- _PROVIDED PASSAGE_:
** BEGIN **
# Asus Zenfone 2 or something else



## Krekeris (Sep 11, 2016)

Hi boys. I was looking to change my old Nokia Lumia 920 to something new. So decided to pick Zenfone 2 (ZE551ML), but maybe I`m missing some other good options. 

All I want is good screen, OS running smooth and decent battery life. Budget is about 300 euros.


----------



## Komshija (Sep 12, 2016)

It's a good phone, but unpractical. It depends whether you really need a phone over 5" or not. Keep in mind that anything over 140mm in length and over 70 mm in width is just too big to operate with one hand or to use comfortably.
Thus, if you really need phablet (phones with 5.1"or bigger screen), than this Asus is not a bad idea.
HTC One X9 has much more powerful CPU and faster RAM, but weaker graphic. That's not an issue unless you are buying phone primarily to play games on it. Lenovo Vibe X3 seems wise choice with slightly less powerful Snapdragon CPU (compared to HTC's Mediatek 6795) but more powerful GPU. Huawei Honor 8 is also good choice that is slightly superior to Asus Zenfone 2. Other good option would be LeTV 1S X501 which has similar characteristics to HTC One X9.

If you need comfortable phone with reasonable dimensions, than I would recommend Xiaomi Mi4s, Lenovo Zuk Z2 or a little bit older but powerful Lenovo Vibe X2 which has very positive reviews in my country and in neighbouring countries.


----------



## WhiteNoise (Sep 23, 2016)

I received the Zenfone 2 to review and keep. It was a fantastic phone in all areas especially price and I had the 64GB version which was nice. That said i gave it to my wife as I had an LG G4 at the time and didn't see the need for it even though I felt it was the better phone at the time. But at about 6-8 months of daily use it started having all sorts of issues, locking up, and the camera stopped working all together too. After some research I found that camera failure was very common and Asus never tried to fix it. Even a year later i looked into it as I still have the phone but still no fix. I bought my Wife a iPhone 6s to replace it and she has been happy ever since. 

So yeah I would stay away from that phone myself.


----------
** END **
- _STATED PROBLEM 1_: Decide whether each statement agrees with the Zenfone 2 thread, answering yes or no and quoting the deciding words: (a) Krekeris's budget is about 300 euros. (b) Komshija says the HTC One X9 has a less powerful CPU. (c) WhiteNoise had the 32GB version of the Zenfone 2.
- _STATED PROBLEM 2_: Copy out word for word the lines of the entries that start with the one containing "request: draw the outline of every instance of the <item>blue" and run through the last line of the entries, both included.
The entries below have nothing to do with the Zenfone 2 thread.

- _INFORMATION SUPPLIED_:
** BEGIN **
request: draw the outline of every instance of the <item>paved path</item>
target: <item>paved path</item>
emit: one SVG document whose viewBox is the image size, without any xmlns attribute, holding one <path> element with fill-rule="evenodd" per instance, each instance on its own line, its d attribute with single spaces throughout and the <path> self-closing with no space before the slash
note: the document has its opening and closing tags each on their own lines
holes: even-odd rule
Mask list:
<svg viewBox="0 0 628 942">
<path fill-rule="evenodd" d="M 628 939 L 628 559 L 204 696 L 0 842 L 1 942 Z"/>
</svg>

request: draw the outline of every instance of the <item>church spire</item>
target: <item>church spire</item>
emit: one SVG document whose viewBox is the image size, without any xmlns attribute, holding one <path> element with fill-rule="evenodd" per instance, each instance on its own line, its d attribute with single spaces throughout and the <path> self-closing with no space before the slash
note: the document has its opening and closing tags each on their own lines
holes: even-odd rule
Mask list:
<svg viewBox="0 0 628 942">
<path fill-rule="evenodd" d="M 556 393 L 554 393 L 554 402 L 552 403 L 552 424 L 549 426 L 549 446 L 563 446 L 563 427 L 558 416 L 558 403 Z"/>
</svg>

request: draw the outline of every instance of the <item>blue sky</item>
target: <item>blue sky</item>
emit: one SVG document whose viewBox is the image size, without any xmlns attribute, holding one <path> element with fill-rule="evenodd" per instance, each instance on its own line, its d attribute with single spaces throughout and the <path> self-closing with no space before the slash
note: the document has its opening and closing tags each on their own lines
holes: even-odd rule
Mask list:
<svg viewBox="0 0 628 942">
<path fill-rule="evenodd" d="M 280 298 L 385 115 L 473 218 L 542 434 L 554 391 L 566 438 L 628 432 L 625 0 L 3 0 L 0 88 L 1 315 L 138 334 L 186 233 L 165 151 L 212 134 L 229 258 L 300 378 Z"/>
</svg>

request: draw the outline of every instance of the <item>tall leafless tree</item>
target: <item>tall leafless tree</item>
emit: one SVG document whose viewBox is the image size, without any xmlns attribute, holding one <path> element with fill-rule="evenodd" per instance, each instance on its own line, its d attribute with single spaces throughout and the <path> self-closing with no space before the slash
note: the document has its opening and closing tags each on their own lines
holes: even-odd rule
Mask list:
** END **
- _EXERCISE OUTPUT 1_:
(a) Yes: "Budget is about 300 euros."
(b) No: "HTC One X9 has much more powerful CPU and faster RAM, but weaker graphic."
(c) No: "I had the 64GB version which was nice."

- _EXERCISE OUTPUT 2_:
request: draw the outline of every instance of the <item>blue sky</item>
target: <item>blue sky</item>
emit: one SVG document whose viewBox is the image size, without any xmlns attribute, holding one <path> element with fill-rule="evenodd" per instance, each instance on its own line, its d attribute with single spaces throughout and the <path> self-closing with no space before the slash
note: the document has its opening and closing tags each on their own lines
holes: even-odd rule
Mask list:
<svg viewBox="0 0 628 942">
<path fill-rule="evenodd" d="M 280 298 L 385 115 L 473 218 L 542 434 L 554 391 L 566 438 L 628 432 L 625 0 L 3 0 L 0 88 L 1 315 L 138 334 L 186 233 L 165 151 L 212 134 L 229 258 L 300 378 Z"/>
</svg>

request: draw the outline of every instance of the <item>tall leafless tree</item>
target: <item>tall leafless tree</item>
emit: one SVG document whose viewBox is the image size, without any xmlns attribute, holding one <path> element with fill-rule="evenodd" per instance, each instance on its own line, its d attribute with single spaces throughout and the <path> self-closing with no space before the slash
note: the document has its opening and closing tags each on their own lines
holes: even-odd rule
Mask list:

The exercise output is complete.